§ Vorliegender Text:
::::::::
>

TOR des Jahres 1993

#
Wisst Ihr noch  ,-) ...


Jörg Dahlmann, der Reporter von Sat.1 an diesem Abend im Frankfurter Waldstadion, ist kaum zu bändigen: "Liebe Zuschauer! Die Zeit für meinen Bericht ist zwar abgelaufen, aber egal. Ich zeig' ihnen dieses Tor jetzt noch hundertmal. Sollen sie mich rausschmeißen deswegen", keucht Dahlmann ins Mikrofon und schickt einen Stoßseufzer hinterher: "Das haben wir seit Libuda nicht mehr gesehen."

Es muss also Außergewöhnliches geschehen sein, an diesem 31. August 1993 im Frankfurter Waldstadion. Dabei ist es zunächst ein ganz normales Bundesligaspiel, das zwei Stunden vor Dahlmanns Ausbruch angepfiffen worden ist. Die Rollen sind klar verteilt, Spitzenreiter Eintracht Frankfurt wird wohl keine allzu große Mühe haben, den Tabellenachten Karlsruher SC daheim zu bezwingen, zu dominant und zu offensiv ist die Eintracht in den letzten Spielen aufgetreten. Überhaupt ist es erstaunlich, was für ein kompaktes und harmonisches Team Trainer Klaus Toppmöller um die launischen Solisten Maurizio Gaudino, Uwe Bein und Anthony Yeboah geformt hat.
::::::::
(Zeilen zum Zeigen auf benannte Objekte)
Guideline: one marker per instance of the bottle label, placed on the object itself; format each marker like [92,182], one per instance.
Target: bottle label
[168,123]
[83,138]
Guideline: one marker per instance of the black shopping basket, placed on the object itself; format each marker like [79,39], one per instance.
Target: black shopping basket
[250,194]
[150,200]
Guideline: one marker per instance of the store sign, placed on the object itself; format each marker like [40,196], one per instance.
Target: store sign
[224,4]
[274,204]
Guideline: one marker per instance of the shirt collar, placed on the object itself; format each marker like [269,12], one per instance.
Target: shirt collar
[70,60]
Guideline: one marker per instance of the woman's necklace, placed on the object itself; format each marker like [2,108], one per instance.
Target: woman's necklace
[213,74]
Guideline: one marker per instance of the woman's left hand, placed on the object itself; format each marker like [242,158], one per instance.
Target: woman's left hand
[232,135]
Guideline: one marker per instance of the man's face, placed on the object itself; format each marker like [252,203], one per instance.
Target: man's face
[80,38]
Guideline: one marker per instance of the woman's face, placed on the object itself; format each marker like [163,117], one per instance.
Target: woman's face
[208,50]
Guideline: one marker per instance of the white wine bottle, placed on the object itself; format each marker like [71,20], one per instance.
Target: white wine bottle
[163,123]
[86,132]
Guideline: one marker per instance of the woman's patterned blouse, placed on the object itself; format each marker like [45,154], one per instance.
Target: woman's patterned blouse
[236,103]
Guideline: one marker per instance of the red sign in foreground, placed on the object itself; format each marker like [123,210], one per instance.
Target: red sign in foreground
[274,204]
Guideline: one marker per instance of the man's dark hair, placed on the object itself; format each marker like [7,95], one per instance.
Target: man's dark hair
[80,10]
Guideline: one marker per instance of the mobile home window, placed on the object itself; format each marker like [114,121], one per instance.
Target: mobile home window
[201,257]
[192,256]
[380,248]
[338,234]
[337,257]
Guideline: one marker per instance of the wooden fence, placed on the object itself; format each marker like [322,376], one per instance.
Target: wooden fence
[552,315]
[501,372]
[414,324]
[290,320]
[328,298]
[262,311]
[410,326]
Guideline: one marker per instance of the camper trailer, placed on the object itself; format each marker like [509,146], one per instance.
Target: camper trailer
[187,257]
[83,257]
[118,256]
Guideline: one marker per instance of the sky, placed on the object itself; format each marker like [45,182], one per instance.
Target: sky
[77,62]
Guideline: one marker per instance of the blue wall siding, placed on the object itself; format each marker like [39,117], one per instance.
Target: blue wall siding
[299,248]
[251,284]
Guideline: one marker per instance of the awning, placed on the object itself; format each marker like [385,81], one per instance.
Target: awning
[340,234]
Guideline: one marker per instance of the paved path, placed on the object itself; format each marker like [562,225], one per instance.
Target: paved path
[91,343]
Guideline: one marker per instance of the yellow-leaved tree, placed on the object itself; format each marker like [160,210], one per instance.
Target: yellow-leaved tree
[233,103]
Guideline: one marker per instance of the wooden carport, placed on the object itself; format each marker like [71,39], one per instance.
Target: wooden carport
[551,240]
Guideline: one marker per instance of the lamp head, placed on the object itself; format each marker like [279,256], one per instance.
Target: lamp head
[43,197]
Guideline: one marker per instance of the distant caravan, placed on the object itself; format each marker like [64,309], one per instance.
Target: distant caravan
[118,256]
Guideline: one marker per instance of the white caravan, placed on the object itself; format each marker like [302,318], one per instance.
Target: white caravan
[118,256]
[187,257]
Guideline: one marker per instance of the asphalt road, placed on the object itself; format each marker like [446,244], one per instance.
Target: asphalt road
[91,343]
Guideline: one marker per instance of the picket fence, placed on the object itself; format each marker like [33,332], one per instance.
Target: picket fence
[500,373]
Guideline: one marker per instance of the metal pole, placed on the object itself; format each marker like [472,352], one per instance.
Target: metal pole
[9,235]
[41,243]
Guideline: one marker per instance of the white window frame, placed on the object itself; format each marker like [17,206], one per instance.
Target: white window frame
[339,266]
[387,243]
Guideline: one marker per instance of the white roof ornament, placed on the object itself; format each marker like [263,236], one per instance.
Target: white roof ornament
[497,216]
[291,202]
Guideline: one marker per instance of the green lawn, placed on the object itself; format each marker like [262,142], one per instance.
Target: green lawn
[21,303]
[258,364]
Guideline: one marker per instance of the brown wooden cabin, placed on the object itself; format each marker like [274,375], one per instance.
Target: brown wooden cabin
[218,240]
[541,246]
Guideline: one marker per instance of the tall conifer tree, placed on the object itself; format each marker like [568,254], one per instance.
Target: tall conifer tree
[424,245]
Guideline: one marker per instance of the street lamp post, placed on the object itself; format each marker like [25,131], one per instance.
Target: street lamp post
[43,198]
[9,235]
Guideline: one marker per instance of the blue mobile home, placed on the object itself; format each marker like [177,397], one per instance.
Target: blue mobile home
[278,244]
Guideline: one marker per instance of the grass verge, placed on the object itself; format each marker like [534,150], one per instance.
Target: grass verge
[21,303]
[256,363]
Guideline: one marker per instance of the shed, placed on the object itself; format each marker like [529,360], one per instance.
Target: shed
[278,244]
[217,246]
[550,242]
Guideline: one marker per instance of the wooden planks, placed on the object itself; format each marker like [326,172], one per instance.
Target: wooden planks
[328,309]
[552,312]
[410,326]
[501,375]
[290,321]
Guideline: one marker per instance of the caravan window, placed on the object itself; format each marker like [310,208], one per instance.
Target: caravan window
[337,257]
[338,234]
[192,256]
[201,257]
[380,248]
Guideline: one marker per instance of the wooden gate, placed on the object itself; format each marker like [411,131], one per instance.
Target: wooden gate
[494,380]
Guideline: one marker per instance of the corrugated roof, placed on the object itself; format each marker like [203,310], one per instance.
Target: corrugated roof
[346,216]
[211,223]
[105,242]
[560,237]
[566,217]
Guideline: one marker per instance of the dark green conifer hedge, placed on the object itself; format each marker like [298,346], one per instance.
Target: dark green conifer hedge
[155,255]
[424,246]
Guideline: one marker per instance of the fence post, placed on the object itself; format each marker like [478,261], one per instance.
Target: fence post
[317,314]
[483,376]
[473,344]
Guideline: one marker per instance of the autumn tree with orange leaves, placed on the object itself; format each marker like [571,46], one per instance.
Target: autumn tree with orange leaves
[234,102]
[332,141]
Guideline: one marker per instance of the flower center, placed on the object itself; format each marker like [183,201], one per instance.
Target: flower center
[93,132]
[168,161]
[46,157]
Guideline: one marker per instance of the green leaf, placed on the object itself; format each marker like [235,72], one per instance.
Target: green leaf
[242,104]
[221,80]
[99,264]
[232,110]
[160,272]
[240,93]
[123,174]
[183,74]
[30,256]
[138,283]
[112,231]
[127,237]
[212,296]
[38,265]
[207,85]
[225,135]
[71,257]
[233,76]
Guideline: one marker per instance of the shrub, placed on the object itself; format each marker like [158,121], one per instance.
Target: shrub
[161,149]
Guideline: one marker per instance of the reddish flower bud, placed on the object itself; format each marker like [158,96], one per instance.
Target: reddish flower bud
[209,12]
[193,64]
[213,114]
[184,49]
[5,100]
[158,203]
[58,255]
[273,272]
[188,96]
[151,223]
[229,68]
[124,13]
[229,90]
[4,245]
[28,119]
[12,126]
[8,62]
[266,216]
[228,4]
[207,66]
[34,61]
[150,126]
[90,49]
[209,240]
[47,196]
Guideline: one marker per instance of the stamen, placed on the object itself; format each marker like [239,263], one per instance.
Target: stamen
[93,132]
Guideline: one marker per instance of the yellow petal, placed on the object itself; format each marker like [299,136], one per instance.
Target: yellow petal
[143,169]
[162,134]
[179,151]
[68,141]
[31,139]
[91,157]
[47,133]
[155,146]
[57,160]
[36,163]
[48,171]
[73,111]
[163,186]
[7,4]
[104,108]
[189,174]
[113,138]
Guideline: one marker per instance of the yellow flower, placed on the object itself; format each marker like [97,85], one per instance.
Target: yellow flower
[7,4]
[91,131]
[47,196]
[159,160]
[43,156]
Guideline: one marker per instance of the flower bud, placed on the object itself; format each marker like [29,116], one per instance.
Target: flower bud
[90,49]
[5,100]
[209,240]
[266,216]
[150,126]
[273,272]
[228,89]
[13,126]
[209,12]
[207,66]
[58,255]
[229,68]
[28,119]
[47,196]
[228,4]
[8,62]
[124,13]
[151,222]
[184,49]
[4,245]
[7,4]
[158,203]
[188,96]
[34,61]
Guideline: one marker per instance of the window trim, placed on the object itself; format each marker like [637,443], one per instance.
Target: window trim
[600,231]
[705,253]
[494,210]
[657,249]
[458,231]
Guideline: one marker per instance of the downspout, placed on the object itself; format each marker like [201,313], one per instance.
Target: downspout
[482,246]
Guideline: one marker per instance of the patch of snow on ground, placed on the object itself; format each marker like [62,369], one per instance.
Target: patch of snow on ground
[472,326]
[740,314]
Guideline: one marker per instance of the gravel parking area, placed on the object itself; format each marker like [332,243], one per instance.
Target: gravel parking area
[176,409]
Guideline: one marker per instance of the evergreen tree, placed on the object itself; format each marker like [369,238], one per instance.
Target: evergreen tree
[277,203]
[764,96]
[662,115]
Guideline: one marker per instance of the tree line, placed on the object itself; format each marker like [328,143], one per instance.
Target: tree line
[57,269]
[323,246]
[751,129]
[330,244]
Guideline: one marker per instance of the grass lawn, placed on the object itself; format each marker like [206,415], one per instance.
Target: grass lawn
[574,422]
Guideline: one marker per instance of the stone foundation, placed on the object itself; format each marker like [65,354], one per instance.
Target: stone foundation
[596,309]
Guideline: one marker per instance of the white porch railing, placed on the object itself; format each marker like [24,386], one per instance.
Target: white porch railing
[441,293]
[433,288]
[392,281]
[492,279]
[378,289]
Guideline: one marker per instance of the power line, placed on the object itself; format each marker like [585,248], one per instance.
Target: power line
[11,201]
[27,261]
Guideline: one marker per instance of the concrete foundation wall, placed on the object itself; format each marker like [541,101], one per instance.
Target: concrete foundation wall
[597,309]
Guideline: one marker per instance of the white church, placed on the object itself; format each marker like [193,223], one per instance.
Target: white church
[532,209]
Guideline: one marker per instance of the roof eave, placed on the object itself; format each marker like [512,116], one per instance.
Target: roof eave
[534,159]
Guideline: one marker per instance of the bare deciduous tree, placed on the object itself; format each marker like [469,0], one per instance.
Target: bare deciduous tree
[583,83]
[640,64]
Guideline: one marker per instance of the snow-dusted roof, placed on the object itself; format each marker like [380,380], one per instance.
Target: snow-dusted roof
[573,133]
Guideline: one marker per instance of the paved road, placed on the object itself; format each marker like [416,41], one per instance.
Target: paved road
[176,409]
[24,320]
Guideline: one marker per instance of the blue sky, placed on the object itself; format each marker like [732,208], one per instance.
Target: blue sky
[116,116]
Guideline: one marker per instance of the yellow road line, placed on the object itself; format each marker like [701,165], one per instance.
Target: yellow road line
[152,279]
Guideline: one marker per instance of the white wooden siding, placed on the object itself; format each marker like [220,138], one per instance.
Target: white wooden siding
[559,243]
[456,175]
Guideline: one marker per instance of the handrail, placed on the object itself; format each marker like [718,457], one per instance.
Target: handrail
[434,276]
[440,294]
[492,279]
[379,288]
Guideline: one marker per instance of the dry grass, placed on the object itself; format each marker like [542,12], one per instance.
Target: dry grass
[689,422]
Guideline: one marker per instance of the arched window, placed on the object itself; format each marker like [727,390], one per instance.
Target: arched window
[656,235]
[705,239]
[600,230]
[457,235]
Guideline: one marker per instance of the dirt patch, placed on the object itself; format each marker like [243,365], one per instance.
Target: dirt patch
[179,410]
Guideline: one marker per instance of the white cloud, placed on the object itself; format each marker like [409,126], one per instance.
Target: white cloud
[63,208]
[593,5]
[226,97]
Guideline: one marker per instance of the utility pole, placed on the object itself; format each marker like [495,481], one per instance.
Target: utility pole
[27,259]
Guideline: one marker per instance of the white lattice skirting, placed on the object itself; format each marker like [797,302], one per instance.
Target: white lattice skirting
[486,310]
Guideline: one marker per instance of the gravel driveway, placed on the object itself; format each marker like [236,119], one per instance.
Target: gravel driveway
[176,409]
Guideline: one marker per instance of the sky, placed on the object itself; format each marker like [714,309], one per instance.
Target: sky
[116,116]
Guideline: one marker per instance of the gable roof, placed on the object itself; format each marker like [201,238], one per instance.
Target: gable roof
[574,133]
::::::::
§ Arbeitsaufträge:
1) Gib aus dem Text über das Tor des Jahres 1993 alles von "Es muss also" bis hinunter zu "Yeboah geformt hat." wortgetreu zurück.
2) Nenne alle Personen, die im Text über das Tor des Jahres 1993 namentlich vorkommen.
3) Auf welchem Tabellenplatz stand der Karlsruher SC laut dem Text über das Tor des Jahres 1993?

§ Lösungen je Aufgabe:
1)
Es muss also Außergewöhnliches geschehen sein, an diesem 31. August 1993 im Frankfurter Waldstadion. Dabei ist es zunächst ein ganz normales Bundesligaspiel, das zwei Stunden vor Dahlmanns Ausbruch angepfiffen worden ist. Die Rollen sind klar verteilt, Spitzenreiter Eintracht Frankfurt wird wohl keine allzu große Mühe haben, den Tabellenachten Karlsruher SC daheim zu bezwingen, zu dominant und zu offensiv ist die Eintracht in den letzten Spielen aufgetreten. Überhaupt ist es erstaunlich, was für ein kompaktes und harmonisches Team Trainer Klaus Toppmöller um die launischen Solisten Maurizio Gaudino, Uwe Bein und Anthony Yeboah geformt hat.

2) Jörg Dahlmann, Libuda, Klaus Toppmöller, Maurizio Gaudino, Uwe Bein, Anthony Yeboah

3) Der Karlsruher SC war Tabellenachter.